▸ Source text
Pamela Ayres MBE (born 14 March 1947) is a British poet, comedian, songwriter and presenter of radio and television programmes. Her 1975 appearance on the television talent show Opportunity Knocks led to appearances on other TV and radio shows, a one-woman touring stage show and performing before The Queen.

Early life
Pam Ayres was born in Stanford in the Vale, Berkshire (now administered as part of Oxfordshire), the youngest of six children (having four elder brothers and a sister) of Stanley and Phyllis Ayres. Her father worked for 44 years as a linesman for the Southern Electricity Board, having been a Sergeant in the Grenadier Guards during the Second World War. Ayres considered her upbringing "a country childhood"; she was raised in one of a row of small council houses.

▸ Data segment
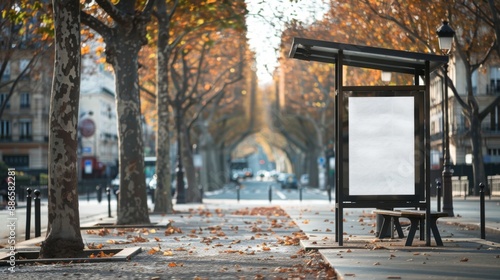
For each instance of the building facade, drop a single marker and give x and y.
(486, 88)
(24, 123)
(24, 120)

▸ Problems
**A.** According to the Pam Ayres biography, how many years did her father work as a linesman for the Southern Electricity Board?
**B.** Using the Pam Ayres biography, say whether each statement agrees with it: (i) Ayres was born in Stanford in the Vale; (ii) Ayres had two sisters; (iii) her father served as a Sergeant in the Grenadier Guards during the Second World War.
**C.** Carry on the Pam Ayres biography from its last sentence.

▸ Responses
**A.** 44 years.

**B.**
(i) Yes: "Pam Ayres was born in Stanford in the Vale, Berkshire"
(ii) No: "having four elder brothers and a sister"
(iii) Yes: "having been a Sergeant in the Grenadier Guards during the Second World War"

**C.**
After leaving Faringdon Secondary School at the age of 15, she joined the Civil Service as a clerical assistant and worked at the Army (RAOC) Central Ordnance Depot in Bicester. She soon left and signed up for the Women's Royal Air Force, where she trained as a Plotter Air Photographer, working at JARIC in a drawing office dealing with operational maps. Whilst serving in the air force, she gained O-level passes in English language and English literature and began her career as an entertainer. On leaving the WRAF, she went through a number of jobs, before ending up at Smiths Industries, Witney, where she spent six years, working as a 'Confidential Secretary'. While at Smiths, Ayres began performing at a local folk club, and this led eventually to an invitation to read on BBC Radio Oxford in 1974. Her reading of her poem The Battery Hen was re-broadcast as Pick of the Week on the Today programme on BBC Radio 4, leading to a six-month contract with Radio Oxford. Her recital went on to feature as an item in the BBC's Pick of the Year. In February 1976, she left Smiths to pursue poetry full-time.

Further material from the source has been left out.